Tasks and exercises:
1. Restate the paragraph in the forum thread below that begins "I'm going to bed now" as a short bulleted list that keeps its main points.
2. Reproduce word for word the portion of the forum thread below starting at "# Thread: Divisibility" and ending at "cases to check!".

— Start of Excerpted passage —

# Thread: Divisibility and perfect power

1. ## Divisibility and perfect power

If $a,b,n \in \mathbb{N}^+, \quad n \ge 2$
Prove that $(k = \frac{a^n+b^n}{(ab)^{n-1}+1} \in \mathbb{N}) \Rightarrow \exists c \in \mathbb{N} \; (k = c^n)$

2. This a stupendous problem! May I ask where you got this from?

I would love to take a crack at this right now but I'm so busy at the moment, but what I can offer you is this. Hopefully things will clear up for me in the coming week and I'll have a go at it.

3. I'm going to bed now, but I'll just remark that, in general, the denominator is much bigger than the numerator. There may in fact be very few cases to check!

4. ## The basics

When a = b, one can easily see that a = b = k = 1 = $1^n$
Assume that $1 \le a < b$ and $k \in \mathbb{N}^+$ satisties $a^n - k = b^{n-1} (k a^{n-1} -b)$
Consider 3 cases:
(1) $k > a^n$ (2) $k < a^n$ and (3) $k = a^n$
Try to prove that (1) leads to contradiction (2) forces $k=1$ and (3) gives non-trivial (a,b,k)'s

5. Originally Posted by elim
When a = b, one can easily see that a = b = k = 1 = $1^n$
Assume that $1 \le a < b$ and $k \in \mathbb{N}^+$ satisties $a^n - k = b^{n-1} (k a^{n-1} -b)$
Consider 3 cases:
(1) $k > a^n$ (2) $k < a^n$ and (3) $k = a^n$
Try to prove that (1) leads to contradiction (2) forces $k=1$ and (3) gives non-trivial (a,b,k)'s
I was making this much more complicated!

6. Originally Posted by elim
When a = b, one can easily see that a = b = k = 1 = $1^n$
Assume that $1 \le a < b$ and $k \in \mathbb{N}^+$ satisties $a^n - k = b^{n-1} (k a^{n-1} -b)$
Consider 3 cases:
(1) $k > a^n$ (2) $k < a^n$ and (3) $k = a^n$
Try to prove that (1) leads to contradiction (2) forces $k=1$ and (3) gives non-trivial (a,b,k)'s
I'm stuck with cases 1,2. Could you elaborate a bit?

— End of Excerpted passage —
— Start of Data shown —

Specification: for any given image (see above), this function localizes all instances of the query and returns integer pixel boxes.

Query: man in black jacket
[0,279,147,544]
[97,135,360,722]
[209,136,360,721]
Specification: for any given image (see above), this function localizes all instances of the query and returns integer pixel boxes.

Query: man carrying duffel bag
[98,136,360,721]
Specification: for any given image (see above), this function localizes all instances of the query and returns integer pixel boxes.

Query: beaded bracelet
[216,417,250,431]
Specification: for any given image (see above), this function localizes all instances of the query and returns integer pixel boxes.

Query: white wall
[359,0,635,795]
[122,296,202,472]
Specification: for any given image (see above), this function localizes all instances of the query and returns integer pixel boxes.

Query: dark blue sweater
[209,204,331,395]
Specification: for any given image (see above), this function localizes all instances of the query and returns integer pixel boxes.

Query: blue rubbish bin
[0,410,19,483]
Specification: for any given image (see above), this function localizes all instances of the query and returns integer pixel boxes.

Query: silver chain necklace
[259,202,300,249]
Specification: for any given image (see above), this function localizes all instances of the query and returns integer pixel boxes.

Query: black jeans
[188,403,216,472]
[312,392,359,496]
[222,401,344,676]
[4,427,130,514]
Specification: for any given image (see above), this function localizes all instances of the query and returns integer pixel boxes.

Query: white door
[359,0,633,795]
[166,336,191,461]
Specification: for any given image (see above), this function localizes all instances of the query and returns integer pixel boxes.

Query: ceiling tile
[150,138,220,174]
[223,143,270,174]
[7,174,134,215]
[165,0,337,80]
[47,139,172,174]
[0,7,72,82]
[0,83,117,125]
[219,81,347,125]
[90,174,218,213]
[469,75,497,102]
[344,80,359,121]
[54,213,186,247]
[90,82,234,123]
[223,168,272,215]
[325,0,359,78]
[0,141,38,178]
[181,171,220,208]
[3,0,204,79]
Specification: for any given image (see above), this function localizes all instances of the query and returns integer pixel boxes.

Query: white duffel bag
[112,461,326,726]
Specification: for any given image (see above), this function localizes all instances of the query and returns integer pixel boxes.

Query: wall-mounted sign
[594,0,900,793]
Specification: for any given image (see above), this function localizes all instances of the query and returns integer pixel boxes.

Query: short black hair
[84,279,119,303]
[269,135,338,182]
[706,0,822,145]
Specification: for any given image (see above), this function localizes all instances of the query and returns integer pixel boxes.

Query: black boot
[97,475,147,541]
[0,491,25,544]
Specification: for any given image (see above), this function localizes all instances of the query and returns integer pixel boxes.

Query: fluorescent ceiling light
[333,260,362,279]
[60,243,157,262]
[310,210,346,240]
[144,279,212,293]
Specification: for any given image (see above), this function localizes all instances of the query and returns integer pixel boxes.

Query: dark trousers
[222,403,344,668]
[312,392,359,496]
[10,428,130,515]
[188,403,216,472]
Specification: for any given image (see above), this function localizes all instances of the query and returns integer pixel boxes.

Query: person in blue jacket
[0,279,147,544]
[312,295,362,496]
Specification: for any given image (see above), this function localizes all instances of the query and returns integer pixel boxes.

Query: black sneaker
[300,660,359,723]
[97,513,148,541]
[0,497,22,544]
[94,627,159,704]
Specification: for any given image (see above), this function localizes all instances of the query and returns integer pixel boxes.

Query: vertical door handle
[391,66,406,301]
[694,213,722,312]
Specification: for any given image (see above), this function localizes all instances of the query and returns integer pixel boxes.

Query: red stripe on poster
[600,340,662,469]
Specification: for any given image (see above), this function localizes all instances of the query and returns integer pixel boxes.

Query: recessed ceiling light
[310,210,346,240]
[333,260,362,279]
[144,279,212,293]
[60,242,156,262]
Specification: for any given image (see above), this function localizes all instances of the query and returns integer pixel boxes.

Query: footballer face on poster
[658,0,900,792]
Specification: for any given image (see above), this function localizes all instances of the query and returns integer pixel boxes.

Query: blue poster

— End of Data shown —

Expected outputs:
1.
- The writer is going to bed.
- In general, the denominator is much bigger than the numerator.
- There may be very few cases to check.

2.
# Thread: Divisibility and perfect power

1. ## Divisibility and perfect power

If $a,b,n \in \mathbb{N}^+, \quad n \ge 2$
Prove that $(k = \frac{a^n+b^n}{(ab)^{n-1}+1} \in \mathbb{N}) \Rightarrow \exists c \in \mathbb{N} \; (k = c^n)$

2. This a stupendous problem! May I ask where you got this from?

I would love to take a crack at this right now but I'm so busy at the moment, but what I can offer you is this. Hopefully things will clear up for me in the coming week and I'll have a go at it.

3. I'm going to bed now, but I'll just remark that, in general, the denominator is much bigger than the numerator. There may in fact be very few cases to check!